• **Given passage**:
#####
Maurice Pialat is a selfish filmmaker. How dare he make a film about the waning days of a mother while conspicuously deflecting her death and turning his gaze onto the father and son and their trivial problems of sexual fulfillment and familial discord. While she's slowly dying upstairs, son Philippe (Philippe Leotard) suffers from impotency with a young girl he picks up on the street. Not to mention he's married to the beautiful Nathalie Baye who seems to understand and even partially forgive his past indiscretions. Father Roger (Hubert Deschamps) also brags about a life long series of extra marital dalliances, his perversity reaching stunning heights as he paws and feels up a young girl who comes into his shop to buy a new t-shirt. After making her undress in order to try the new shirt on, he gives her small pecks on the lips (that she nervously tries to avoid) before sending her on the way with a free pair of stockings. In any other film, Roger and Philippe would be monstrous examples of masculinity,. In Pialat's hands, they transform "The Mouth Agape" into a lacerating study of how grief and inchoate feelings often mar the way we react when faced with dire consequences. Like his previous film, "We Won't Grow Old Together" (which also presents masculinity, patriarchal repression and emotional commitment as crutches for the terrible decisions we make on the ones we love), "The Mouth Agape" isn't interested in presenting a straightforward idea on something so cut and dry as death. It's messy, untranslatable and full of small asides that veer closer to autobiography than acted drama. There's certainly a reason for his selfishness.
Opening with Philippe assisting his mother (Monique Melinande) to a hospital visit, the next scene specifies Pialat's real interest. Mother and son talk in a kitchen, for what feels like an eternity in a single take, about a wide range of ideas. As their talk ends, both stand up and mother slightly stumbles, the camera barely able to keep her in the frame as son helps her up. That conversation is the only normal moment in the rest of the film. Eventually dismissed from the hospital and told to have her die in peace at home, "The Mouth Agape" follows Philippe and Nathalie (interesting how the film uses the actors real names) as they travel home to be with mother and father throughout her last days. They quarrel. Philippe has his continued moments of weakness with other women. Roger endlessly leaves the house and slips away to the local bar to have red wine and flirt with tourists. Philippe and Nathalie attempt to reconcile their differences. All the hallmarks of usual French cinema- shifting sexual loyalty, doubt, and the general 'laisssez faire' attitude about things- become the central conceit with a dark underbelly of truth. As writer David Thompson pointed out in his May/June 2004 article about Pialat in "Film Comment" which he gleaned from Pascal Merigeau's biography of the filmmaker, too much of "The Mouth Agape" was culled from Pialat's own life. His mother had died about ten years before and father, also nicknamed 'le garcu" as in the film, died just months before filming began. Likewise, actor and actress Baye and Leotard were, in fact, embroiled in their own relationship during the film, which certainly added to the frisson observed on screen. The coincidences and nods to real life seep off the screen in tragic, pulsing ways.
#####
• **Explore the material**:
- a) List every actor named in the film review.
- b) Resume the review of "The Mouth Agape" after its final sentence.

[Point localization data]
#####
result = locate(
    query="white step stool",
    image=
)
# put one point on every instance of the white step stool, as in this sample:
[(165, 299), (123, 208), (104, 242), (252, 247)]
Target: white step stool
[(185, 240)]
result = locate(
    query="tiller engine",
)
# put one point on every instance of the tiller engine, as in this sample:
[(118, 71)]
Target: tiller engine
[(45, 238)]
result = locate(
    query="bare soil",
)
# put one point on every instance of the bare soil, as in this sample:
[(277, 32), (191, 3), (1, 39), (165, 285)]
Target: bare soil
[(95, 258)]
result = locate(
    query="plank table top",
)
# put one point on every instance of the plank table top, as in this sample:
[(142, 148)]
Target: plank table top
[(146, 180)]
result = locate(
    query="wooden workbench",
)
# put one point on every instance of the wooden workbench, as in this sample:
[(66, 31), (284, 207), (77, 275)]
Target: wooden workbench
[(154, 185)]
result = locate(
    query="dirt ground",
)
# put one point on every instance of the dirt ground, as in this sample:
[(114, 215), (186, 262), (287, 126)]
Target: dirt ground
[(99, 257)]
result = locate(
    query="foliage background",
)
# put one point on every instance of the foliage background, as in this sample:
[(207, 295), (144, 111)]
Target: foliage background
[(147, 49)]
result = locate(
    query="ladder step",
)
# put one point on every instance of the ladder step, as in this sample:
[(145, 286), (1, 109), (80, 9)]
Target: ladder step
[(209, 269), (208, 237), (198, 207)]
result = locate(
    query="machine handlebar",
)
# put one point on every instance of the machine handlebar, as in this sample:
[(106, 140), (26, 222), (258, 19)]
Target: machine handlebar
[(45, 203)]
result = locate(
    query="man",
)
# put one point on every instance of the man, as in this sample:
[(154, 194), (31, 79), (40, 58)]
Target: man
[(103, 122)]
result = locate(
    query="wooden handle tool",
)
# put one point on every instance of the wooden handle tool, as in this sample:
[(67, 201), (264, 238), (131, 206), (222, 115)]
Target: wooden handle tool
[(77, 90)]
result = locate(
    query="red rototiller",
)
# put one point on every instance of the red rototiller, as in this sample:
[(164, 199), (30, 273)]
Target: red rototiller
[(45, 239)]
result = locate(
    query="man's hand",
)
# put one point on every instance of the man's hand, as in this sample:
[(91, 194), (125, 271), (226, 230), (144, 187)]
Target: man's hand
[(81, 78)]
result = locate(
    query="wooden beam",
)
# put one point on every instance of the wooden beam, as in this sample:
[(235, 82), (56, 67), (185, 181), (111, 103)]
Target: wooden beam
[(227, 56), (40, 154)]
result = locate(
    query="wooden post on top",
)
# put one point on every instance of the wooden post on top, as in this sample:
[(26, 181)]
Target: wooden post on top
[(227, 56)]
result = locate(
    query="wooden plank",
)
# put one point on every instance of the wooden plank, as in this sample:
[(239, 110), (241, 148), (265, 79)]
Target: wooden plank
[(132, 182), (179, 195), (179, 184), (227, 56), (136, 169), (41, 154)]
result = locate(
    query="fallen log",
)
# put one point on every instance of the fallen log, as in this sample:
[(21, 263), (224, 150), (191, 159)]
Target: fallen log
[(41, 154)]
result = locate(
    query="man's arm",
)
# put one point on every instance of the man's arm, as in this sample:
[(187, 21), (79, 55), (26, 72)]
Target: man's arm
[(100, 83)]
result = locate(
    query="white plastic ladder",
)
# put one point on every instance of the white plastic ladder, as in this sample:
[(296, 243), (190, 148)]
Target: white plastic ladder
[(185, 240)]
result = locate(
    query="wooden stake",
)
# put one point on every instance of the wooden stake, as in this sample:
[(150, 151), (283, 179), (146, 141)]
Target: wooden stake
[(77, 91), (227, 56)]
#####
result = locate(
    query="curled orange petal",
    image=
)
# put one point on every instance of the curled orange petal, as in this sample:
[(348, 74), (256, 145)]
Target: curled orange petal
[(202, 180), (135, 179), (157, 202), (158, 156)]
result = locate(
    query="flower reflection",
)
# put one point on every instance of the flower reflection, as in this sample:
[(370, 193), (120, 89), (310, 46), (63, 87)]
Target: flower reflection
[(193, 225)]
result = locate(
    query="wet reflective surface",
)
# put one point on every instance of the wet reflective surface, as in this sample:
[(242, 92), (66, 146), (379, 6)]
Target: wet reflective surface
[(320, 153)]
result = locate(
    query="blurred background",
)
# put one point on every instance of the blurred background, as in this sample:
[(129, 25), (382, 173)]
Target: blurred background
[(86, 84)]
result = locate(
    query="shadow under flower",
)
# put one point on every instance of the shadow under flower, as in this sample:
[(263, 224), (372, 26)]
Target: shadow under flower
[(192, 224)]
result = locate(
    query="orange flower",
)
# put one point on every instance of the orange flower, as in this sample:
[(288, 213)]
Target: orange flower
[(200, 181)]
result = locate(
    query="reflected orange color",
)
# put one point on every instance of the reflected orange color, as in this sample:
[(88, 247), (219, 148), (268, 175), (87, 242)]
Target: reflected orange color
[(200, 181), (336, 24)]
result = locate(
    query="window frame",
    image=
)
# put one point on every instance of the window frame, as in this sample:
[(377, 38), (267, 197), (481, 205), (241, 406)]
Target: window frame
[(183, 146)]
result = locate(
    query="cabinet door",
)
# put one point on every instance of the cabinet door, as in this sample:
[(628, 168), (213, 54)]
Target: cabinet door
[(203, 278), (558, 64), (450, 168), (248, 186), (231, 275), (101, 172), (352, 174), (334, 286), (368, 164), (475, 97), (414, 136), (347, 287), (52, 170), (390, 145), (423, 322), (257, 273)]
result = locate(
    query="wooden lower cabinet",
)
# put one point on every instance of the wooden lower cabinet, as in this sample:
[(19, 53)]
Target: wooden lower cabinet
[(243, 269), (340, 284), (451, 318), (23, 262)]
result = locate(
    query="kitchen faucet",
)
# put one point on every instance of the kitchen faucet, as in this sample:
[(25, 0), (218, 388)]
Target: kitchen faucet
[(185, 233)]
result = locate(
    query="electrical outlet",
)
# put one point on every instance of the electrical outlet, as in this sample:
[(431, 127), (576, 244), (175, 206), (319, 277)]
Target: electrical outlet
#####
• **Answer section**:
- a) Philippe Leotard, Nathalie Baye, Hubert Deschamps, Monique Melinande

- b)
When all is said and done, "The Mouth Agape" does deal with the actual death of Monique, which sends unexpected reactions from the characters and gives the film its emotional hook. For all the carousing and chain-smoking, life's tangible frailty is not completely ignored. And even though the death happens off-screen, acknowledged in Roger's dismissive line of "it's over" to his son who wanders down the family home hallway, one gets the sense its far from over. Monique's presence, love and perhaps even the hatred she might of felt for her husband will resound in their hearts long after the lights of the shop are dimmed. Like Pialat himself, who continued to bleed the personal and private within his public works for years to come, he knows he's flawed. Making films that chisel away at the truth are the only way he knows how to deal with it.
The Mouth Agape will be receiving a DVD release from Cohen Media in May 2016.